Problem >>
Tally the lines below that include "concrete" and give only the total.
_ _ _ _
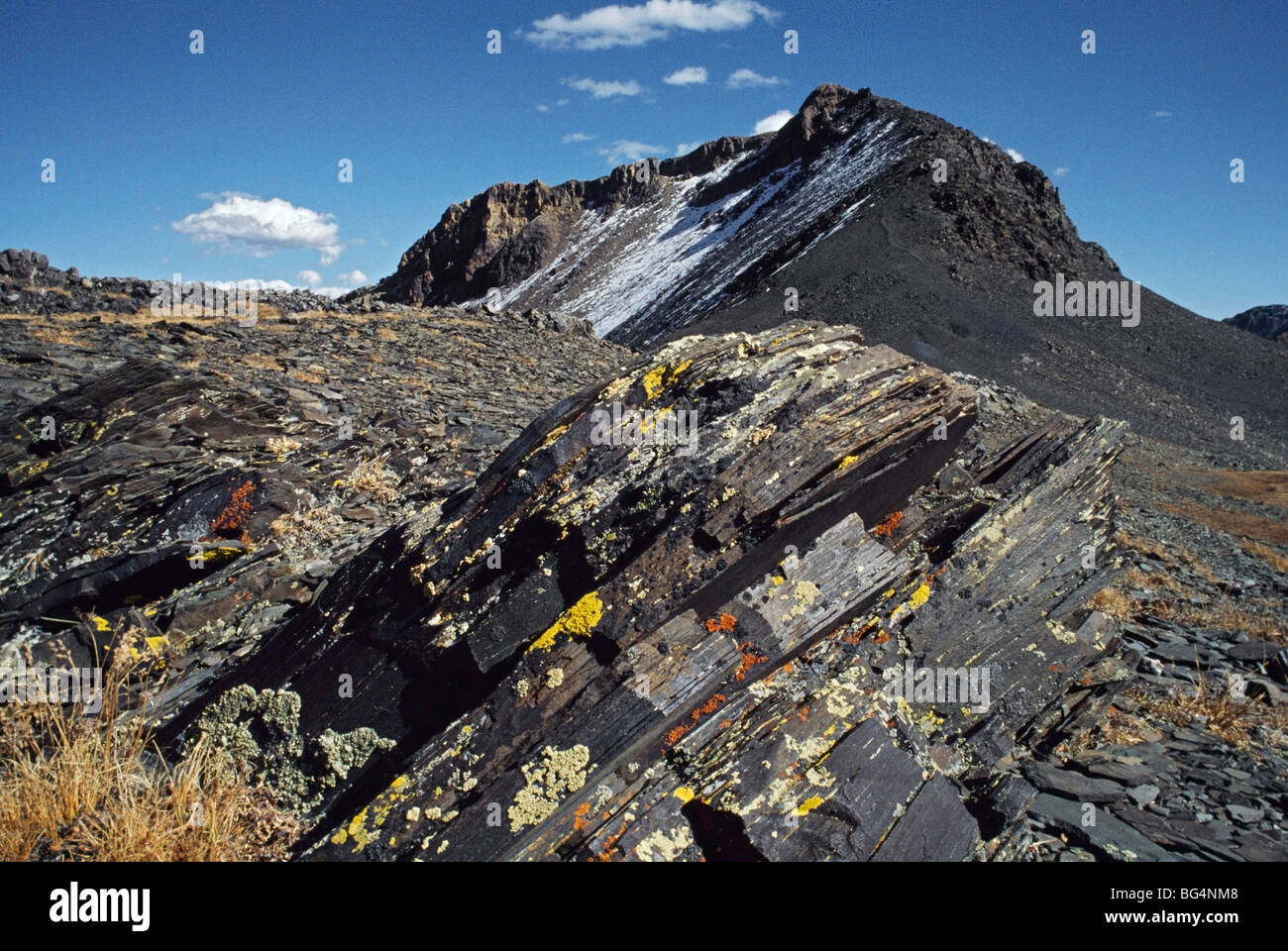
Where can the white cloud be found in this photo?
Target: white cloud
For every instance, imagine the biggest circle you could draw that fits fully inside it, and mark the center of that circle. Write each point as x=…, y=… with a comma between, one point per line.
x=610, y=26
x=262, y=227
x=688, y=76
x=604, y=89
x=773, y=123
x=627, y=151
x=253, y=283
x=1016, y=157
x=747, y=79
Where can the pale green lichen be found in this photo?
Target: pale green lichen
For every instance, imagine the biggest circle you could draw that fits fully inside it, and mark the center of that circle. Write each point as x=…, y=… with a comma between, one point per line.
x=261, y=733
x=546, y=784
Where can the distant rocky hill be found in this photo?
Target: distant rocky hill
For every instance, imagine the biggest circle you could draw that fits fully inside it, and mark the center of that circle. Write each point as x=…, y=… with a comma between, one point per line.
x=858, y=210
x=1269, y=321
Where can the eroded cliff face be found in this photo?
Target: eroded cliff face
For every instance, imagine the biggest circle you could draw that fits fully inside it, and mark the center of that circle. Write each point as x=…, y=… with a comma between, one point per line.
x=756, y=595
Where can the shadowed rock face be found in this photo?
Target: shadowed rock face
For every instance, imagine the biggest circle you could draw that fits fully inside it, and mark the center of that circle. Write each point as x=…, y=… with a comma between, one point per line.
x=681, y=655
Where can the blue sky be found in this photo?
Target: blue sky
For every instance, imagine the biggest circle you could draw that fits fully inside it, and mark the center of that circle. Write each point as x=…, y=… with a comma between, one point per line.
x=224, y=165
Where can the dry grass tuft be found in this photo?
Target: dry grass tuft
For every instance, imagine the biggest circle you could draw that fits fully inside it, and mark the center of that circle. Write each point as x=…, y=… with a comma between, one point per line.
x=303, y=531
x=86, y=788
x=282, y=446
x=1271, y=557
x=262, y=363
x=1232, y=720
x=374, y=476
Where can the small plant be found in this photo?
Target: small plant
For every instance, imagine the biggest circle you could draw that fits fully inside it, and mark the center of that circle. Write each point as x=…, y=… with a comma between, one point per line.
x=374, y=476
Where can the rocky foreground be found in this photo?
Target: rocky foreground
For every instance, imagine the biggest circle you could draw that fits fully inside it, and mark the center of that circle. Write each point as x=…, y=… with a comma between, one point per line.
x=389, y=561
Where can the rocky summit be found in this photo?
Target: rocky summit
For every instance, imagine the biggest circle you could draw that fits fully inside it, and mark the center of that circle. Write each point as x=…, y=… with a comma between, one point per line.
x=858, y=210
x=450, y=625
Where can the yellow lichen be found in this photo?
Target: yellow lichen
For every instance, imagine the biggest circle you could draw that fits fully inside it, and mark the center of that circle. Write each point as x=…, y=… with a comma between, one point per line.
x=579, y=620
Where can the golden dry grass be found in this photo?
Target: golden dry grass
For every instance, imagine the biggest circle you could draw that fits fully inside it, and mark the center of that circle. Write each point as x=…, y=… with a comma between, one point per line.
x=262, y=363
x=94, y=788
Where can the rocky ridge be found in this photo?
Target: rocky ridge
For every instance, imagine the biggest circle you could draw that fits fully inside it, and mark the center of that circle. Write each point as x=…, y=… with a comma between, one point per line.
x=851, y=543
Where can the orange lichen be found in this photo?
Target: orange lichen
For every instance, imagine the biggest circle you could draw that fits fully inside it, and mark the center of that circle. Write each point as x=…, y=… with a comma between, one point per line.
x=722, y=622
x=232, y=521
x=708, y=707
x=748, y=659
x=887, y=527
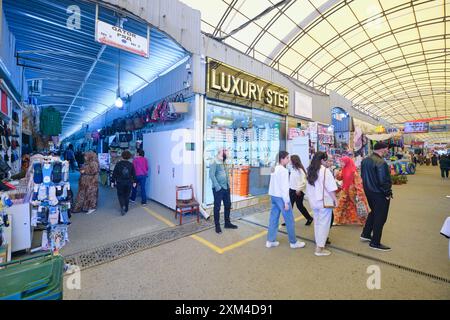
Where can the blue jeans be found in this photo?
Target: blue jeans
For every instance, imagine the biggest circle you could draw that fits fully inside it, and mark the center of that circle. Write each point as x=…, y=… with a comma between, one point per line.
x=141, y=180
x=277, y=208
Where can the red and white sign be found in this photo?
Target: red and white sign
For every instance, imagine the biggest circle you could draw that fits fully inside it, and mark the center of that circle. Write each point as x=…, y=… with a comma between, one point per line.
x=4, y=103
x=120, y=38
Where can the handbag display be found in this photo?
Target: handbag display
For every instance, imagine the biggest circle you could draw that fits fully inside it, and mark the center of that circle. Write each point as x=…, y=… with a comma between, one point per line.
x=328, y=202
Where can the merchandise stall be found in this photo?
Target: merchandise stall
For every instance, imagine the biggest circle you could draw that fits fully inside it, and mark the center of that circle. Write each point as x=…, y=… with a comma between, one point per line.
x=342, y=124
x=298, y=139
x=325, y=137
x=250, y=124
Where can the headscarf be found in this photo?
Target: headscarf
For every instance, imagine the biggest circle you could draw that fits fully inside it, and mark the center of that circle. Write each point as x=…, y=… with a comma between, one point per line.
x=91, y=165
x=348, y=172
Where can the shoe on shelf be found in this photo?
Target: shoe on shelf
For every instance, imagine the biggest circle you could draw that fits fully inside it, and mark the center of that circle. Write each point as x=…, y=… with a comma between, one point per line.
x=322, y=253
x=297, y=245
x=230, y=226
x=379, y=247
x=270, y=244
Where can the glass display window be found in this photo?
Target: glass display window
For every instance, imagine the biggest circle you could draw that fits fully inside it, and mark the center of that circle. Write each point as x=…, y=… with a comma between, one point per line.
x=252, y=138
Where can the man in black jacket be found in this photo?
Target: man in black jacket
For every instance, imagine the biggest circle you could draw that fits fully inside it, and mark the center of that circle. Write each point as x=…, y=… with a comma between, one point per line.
x=378, y=188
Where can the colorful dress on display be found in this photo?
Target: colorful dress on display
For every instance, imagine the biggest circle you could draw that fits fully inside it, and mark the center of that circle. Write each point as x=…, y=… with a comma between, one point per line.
x=346, y=211
x=88, y=184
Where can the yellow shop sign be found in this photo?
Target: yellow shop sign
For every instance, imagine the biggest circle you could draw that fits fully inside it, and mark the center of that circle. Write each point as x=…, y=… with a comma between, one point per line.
x=227, y=83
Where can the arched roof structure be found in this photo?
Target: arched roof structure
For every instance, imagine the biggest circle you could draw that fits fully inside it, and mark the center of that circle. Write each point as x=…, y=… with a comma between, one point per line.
x=390, y=57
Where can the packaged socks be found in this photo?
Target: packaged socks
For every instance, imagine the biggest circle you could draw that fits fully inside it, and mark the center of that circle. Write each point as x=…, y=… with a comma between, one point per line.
x=42, y=192
x=47, y=173
x=53, y=216
x=37, y=173
x=57, y=172
x=65, y=170
x=52, y=196
x=64, y=215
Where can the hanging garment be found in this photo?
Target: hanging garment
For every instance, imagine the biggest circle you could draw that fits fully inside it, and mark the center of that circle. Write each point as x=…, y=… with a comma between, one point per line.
x=50, y=122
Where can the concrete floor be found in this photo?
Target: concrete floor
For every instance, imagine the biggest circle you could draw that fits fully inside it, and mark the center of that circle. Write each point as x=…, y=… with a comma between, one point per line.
x=187, y=269
x=107, y=225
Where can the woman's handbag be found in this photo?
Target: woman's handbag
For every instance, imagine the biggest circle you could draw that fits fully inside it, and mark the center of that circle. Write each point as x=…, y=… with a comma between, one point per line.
x=328, y=202
x=361, y=208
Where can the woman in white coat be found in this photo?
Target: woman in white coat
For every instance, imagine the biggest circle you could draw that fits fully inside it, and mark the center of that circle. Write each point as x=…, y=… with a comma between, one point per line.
x=321, y=191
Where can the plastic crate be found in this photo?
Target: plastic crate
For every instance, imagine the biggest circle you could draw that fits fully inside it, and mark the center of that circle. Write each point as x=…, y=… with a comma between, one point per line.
x=36, y=278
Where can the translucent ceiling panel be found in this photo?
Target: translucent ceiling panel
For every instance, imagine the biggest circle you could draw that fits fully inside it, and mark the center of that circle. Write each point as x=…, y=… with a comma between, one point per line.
x=342, y=19
x=322, y=32
x=430, y=10
x=307, y=45
x=300, y=10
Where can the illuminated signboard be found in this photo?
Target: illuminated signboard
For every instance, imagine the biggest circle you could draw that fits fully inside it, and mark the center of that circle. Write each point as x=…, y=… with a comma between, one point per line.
x=416, y=127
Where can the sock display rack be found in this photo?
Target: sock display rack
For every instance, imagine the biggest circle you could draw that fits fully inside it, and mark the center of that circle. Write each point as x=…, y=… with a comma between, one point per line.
x=249, y=147
x=51, y=201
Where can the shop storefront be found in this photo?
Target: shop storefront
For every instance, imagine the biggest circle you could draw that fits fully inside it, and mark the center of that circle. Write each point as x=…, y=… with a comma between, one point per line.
x=246, y=116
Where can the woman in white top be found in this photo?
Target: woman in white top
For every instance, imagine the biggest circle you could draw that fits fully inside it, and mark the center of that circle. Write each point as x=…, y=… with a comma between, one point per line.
x=279, y=192
x=321, y=186
x=297, y=187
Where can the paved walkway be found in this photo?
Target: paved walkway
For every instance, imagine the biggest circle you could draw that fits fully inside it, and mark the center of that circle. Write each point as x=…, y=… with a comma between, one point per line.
x=236, y=265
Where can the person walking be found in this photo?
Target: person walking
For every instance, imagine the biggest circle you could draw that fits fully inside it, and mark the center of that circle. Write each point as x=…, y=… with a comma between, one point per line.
x=297, y=187
x=218, y=173
x=281, y=203
x=321, y=191
x=444, y=164
x=87, y=196
x=69, y=155
x=378, y=188
x=434, y=160
x=352, y=188
x=124, y=178
x=140, y=164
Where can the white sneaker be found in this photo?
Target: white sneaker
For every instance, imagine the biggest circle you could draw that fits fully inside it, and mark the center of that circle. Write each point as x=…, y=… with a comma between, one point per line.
x=298, y=244
x=322, y=253
x=272, y=244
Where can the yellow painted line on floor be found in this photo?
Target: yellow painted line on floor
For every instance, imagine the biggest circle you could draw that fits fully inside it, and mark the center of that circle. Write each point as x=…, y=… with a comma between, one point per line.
x=207, y=243
x=245, y=241
x=159, y=217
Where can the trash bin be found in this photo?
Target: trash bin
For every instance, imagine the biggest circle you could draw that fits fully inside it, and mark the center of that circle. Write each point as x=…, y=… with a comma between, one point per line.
x=36, y=278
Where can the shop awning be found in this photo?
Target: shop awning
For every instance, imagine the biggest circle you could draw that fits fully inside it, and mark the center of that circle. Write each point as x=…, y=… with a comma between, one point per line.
x=79, y=75
x=380, y=137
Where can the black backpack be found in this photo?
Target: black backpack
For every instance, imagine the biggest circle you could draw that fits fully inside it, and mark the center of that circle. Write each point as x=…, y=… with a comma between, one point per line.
x=126, y=175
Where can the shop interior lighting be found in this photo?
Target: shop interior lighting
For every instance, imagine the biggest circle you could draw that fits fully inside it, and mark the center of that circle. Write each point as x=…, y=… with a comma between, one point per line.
x=222, y=121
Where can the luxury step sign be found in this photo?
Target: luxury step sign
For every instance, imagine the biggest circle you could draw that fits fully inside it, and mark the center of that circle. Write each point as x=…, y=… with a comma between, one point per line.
x=120, y=38
x=233, y=85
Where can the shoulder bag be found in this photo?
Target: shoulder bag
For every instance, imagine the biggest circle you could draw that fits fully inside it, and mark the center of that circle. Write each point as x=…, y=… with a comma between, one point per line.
x=328, y=202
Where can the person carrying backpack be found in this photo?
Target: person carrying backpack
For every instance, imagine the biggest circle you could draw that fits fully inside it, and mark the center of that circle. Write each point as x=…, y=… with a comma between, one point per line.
x=69, y=155
x=124, y=178
x=88, y=185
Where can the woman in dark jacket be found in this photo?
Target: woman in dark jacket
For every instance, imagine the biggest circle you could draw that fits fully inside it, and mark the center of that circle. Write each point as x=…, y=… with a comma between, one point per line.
x=445, y=165
x=88, y=185
x=124, y=177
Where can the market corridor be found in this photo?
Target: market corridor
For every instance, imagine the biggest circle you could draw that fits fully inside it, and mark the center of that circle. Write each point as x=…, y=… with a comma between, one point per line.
x=236, y=264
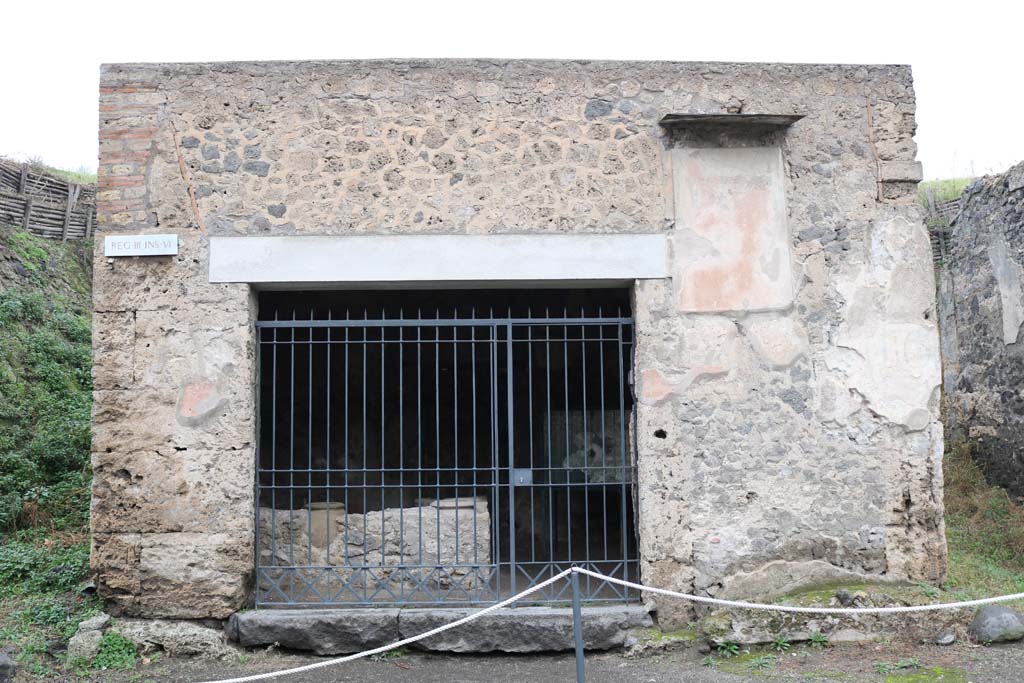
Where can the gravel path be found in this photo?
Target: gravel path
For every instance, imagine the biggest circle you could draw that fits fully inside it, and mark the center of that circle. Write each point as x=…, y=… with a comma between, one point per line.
x=853, y=664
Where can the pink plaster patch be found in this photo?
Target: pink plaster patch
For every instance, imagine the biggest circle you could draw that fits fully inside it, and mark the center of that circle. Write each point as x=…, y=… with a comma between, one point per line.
x=654, y=388
x=198, y=401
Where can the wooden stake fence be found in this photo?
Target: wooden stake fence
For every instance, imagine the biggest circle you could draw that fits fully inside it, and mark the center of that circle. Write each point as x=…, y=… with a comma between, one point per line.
x=45, y=205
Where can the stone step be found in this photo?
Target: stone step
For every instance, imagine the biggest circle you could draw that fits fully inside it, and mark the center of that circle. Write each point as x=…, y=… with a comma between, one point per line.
x=509, y=630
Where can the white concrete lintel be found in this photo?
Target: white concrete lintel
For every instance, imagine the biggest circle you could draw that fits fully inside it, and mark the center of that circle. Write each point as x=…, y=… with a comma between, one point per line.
x=384, y=259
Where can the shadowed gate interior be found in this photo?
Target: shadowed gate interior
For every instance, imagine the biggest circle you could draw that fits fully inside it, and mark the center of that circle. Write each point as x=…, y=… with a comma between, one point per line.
x=443, y=446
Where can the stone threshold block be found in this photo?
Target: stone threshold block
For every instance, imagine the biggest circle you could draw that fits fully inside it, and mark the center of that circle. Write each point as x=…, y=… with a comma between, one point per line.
x=518, y=630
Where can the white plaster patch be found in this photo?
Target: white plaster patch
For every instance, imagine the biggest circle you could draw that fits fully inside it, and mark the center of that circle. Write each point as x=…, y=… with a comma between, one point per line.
x=778, y=340
x=437, y=258
x=709, y=350
x=731, y=245
x=1009, y=278
x=888, y=325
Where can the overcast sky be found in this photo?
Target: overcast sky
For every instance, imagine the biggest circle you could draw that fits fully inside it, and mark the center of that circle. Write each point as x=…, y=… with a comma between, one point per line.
x=967, y=60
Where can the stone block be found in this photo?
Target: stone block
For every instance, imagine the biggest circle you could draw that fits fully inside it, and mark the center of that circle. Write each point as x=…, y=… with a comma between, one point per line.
x=194, y=575
x=996, y=624
x=523, y=629
x=173, y=417
x=900, y=171
x=321, y=631
x=115, y=558
x=175, y=638
x=731, y=244
x=84, y=646
x=113, y=350
x=160, y=282
x=171, y=489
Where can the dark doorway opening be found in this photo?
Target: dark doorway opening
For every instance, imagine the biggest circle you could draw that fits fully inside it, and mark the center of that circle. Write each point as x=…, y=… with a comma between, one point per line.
x=443, y=446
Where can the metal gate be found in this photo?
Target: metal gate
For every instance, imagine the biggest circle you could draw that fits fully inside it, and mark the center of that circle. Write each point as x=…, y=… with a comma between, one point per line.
x=445, y=460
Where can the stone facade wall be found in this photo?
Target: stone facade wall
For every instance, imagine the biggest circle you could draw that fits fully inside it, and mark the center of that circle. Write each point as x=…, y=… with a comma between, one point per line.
x=982, y=298
x=782, y=439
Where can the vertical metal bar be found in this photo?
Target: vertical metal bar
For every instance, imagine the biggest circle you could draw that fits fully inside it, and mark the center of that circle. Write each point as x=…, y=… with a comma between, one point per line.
x=472, y=373
x=419, y=430
x=437, y=446
x=309, y=449
x=348, y=562
x=529, y=423
x=566, y=463
x=383, y=473
x=273, y=453
x=552, y=528
x=511, y=454
x=604, y=452
x=495, y=471
x=366, y=467
x=328, y=473
x=259, y=455
x=586, y=445
x=578, y=629
x=291, y=468
x=622, y=449
x=401, y=456
x=455, y=428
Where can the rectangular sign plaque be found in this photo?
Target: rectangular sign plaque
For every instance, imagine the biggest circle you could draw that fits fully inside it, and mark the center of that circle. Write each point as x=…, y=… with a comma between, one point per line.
x=140, y=245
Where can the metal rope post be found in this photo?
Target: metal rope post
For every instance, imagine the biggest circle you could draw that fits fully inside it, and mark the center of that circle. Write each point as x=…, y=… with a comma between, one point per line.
x=578, y=627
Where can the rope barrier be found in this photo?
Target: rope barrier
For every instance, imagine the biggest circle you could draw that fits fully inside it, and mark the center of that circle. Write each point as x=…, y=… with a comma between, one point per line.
x=407, y=641
x=801, y=610
x=639, y=587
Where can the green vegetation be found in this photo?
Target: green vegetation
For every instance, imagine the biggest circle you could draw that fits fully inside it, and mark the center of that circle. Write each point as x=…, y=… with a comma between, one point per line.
x=44, y=413
x=931, y=675
x=82, y=175
x=818, y=639
x=45, y=400
x=942, y=190
x=984, y=532
x=116, y=651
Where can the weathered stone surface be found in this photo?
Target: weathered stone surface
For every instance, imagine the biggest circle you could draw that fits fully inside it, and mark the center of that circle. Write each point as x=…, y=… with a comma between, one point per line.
x=440, y=535
x=995, y=624
x=175, y=638
x=777, y=339
x=523, y=629
x=731, y=241
x=322, y=631
x=84, y=645
x=889, y=324
x=114, y=341
x=982, y=295
x=783, y=428
x=172, y=489
x=900, y=171
x=176, y=575
x=97, y=623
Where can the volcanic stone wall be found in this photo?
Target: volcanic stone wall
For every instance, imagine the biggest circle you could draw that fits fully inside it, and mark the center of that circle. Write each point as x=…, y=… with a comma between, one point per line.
_ _ _ _
Result below >>
4